[Segmentation dataset records]
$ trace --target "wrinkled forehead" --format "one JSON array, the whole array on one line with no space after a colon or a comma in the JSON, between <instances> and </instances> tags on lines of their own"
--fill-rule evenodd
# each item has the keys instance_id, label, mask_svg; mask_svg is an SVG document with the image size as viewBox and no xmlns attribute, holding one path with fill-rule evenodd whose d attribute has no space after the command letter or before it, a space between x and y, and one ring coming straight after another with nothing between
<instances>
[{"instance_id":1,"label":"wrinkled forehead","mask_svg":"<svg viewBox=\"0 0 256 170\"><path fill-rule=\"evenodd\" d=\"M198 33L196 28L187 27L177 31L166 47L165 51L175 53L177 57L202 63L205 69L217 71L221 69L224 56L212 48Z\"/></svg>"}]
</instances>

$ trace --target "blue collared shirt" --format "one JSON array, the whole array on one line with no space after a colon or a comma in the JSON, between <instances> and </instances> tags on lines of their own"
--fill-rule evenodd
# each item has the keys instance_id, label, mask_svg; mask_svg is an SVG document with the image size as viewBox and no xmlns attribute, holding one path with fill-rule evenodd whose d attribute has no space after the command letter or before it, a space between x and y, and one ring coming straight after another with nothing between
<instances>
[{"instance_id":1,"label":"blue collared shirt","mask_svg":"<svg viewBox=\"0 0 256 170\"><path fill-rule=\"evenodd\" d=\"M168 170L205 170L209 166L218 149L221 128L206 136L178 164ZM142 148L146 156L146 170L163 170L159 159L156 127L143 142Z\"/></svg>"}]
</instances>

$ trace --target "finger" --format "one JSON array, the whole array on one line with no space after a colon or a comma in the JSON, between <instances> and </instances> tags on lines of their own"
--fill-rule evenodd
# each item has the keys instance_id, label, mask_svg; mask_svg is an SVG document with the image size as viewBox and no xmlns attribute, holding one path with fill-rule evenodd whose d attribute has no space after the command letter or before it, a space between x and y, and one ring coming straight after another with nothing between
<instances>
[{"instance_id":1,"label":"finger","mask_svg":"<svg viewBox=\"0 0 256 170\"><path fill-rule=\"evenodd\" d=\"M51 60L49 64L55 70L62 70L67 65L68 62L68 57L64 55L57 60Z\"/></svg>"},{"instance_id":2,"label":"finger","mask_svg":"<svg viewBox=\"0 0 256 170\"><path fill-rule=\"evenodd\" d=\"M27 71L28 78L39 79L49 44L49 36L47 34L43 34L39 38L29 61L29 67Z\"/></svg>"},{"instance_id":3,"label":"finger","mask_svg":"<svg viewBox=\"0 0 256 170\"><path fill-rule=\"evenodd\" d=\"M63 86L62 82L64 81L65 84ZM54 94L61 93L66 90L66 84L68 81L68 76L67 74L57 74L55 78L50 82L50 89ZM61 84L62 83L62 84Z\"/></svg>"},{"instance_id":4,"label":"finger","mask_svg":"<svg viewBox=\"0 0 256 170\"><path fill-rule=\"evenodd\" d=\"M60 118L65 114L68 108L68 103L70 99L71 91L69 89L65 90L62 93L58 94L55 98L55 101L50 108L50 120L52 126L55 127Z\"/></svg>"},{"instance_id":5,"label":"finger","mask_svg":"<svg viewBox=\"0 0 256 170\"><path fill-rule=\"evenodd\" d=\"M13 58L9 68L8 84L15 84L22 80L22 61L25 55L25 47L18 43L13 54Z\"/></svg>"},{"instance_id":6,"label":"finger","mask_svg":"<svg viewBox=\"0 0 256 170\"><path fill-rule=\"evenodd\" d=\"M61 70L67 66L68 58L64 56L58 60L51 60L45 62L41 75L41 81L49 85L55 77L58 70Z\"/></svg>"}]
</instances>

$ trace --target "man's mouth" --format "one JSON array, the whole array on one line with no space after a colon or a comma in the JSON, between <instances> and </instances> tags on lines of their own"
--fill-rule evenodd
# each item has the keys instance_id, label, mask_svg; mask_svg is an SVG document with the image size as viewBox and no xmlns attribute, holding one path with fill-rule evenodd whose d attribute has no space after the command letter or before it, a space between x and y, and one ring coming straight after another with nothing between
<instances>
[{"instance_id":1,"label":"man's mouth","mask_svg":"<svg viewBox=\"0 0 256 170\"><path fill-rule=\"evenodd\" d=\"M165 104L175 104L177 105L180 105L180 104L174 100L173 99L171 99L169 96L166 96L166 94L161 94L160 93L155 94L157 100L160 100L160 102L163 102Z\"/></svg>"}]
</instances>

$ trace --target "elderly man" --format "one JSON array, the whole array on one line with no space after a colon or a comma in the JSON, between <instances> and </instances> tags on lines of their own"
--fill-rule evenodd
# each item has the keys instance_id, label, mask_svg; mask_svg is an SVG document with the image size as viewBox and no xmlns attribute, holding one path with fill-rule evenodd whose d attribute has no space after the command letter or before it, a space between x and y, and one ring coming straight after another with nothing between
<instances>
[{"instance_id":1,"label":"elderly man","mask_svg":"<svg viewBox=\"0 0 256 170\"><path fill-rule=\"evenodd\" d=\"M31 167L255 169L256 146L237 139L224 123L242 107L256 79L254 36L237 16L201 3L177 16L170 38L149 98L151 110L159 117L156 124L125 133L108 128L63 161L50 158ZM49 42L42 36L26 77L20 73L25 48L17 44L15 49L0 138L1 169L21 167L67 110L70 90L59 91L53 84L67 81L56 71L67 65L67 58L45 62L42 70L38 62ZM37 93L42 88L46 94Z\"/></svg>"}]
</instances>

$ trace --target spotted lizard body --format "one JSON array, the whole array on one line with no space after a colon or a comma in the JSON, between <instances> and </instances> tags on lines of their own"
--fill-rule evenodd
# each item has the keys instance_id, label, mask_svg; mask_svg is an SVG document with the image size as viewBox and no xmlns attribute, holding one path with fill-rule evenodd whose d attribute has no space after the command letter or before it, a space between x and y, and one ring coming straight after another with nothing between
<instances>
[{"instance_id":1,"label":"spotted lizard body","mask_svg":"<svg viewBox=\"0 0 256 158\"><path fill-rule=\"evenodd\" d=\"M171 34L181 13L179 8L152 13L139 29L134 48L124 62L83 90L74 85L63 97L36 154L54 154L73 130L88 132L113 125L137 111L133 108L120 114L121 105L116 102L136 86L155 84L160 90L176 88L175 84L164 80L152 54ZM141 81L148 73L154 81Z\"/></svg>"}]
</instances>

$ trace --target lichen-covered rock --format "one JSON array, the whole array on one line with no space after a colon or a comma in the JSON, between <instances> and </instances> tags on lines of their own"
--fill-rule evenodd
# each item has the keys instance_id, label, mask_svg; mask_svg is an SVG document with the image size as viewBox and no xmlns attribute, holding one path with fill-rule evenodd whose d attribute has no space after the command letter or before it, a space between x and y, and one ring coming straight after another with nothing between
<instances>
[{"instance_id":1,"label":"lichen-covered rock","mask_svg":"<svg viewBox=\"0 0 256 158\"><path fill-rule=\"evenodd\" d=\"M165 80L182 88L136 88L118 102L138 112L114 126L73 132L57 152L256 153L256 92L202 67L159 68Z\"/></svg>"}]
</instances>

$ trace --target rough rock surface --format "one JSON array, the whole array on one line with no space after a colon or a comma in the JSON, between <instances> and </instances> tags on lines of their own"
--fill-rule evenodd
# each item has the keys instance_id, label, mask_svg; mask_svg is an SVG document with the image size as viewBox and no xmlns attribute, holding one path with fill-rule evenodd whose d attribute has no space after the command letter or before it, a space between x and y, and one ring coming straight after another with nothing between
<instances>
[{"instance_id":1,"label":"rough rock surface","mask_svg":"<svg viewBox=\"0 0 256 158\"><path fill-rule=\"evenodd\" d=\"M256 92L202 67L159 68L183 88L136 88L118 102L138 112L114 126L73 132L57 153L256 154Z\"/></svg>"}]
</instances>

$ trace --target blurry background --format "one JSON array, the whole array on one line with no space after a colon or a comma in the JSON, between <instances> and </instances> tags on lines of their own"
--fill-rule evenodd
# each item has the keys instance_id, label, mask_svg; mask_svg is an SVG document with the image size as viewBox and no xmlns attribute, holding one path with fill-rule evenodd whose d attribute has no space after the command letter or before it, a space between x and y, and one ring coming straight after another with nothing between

> Problem to work on
List every line of the entries above that contains the string "finger", treating uppercase and lowercase as different.

> Answer
$ trace --target "finger" --format "one JSON array, the whole array on one line with no space after a colon or a comma in the JSON, between <instances> and </instances> tags on lines of their own"
[{"instance_id":1,"label":"finger","mask_svg":"<svg viewBox=\"0 0 256 170\"><path fill-rule=\"evenodd\" d=\"M51 60L49 64L55 70L62 70L67 65L68 62L68 57L64 55L57 60Z\"/></svg>"},{"instance_id":2,"label":"finger","mask_svg":"<svg viewBox=\"0 0 256 170\"><path fill-rule=\"evenodd\" d=\"M27 71L28 78L39 79L49 44L49 36L47 34L43 34L39 38L29 61L29 67Z\"/></svg>"},{"instance_id":3,"label":"finger","mask_svg":"<svg viewBox=\"0 0 256 170\"><path fill-rule=\"evenodd\" d=\"M63 86L62 82L64 81L65 84ZM54 94L61 93L66 90L66 84L68 81L68 76L67 74L57 74L55 78L50 82L50 89ZM61 84L62 83L62 84Z\"/></svg>"},{"instance_id":4,"label":"finger","mask_svg":"<svg viewBox=\"0 0 256 170\"><path fill-rule=\"evenodd\" d=\"M60 118L65 114L68 108L68 103L70 99L71 91L69 89L65 90L62 93L58 94L55 98L55 101L50 108L50 120L52 126L55 127Z\"/></svg>"},{"instance_id":5,"label":"finger","mask_svg":"<svg viewBox=\"0 0 256 170\"><path fill-rule=\"evenodd\" d=\"M13 58L9 68L8 84L15 84L22 80L22 61L25 55L25 47L18 43L13 54Z\"/></svg>"},{"instance_id":6,"label":"finger","mask_svg":"<svg viewBox=\"0 0 256 170\"><path fill-rule=\"evenodd\" d=\"M61 70L67 66L68 58L64 56L58 60L51 60L45 62L41 75L41 81L49 85L55 77L58 70Z\"/></svg>"}]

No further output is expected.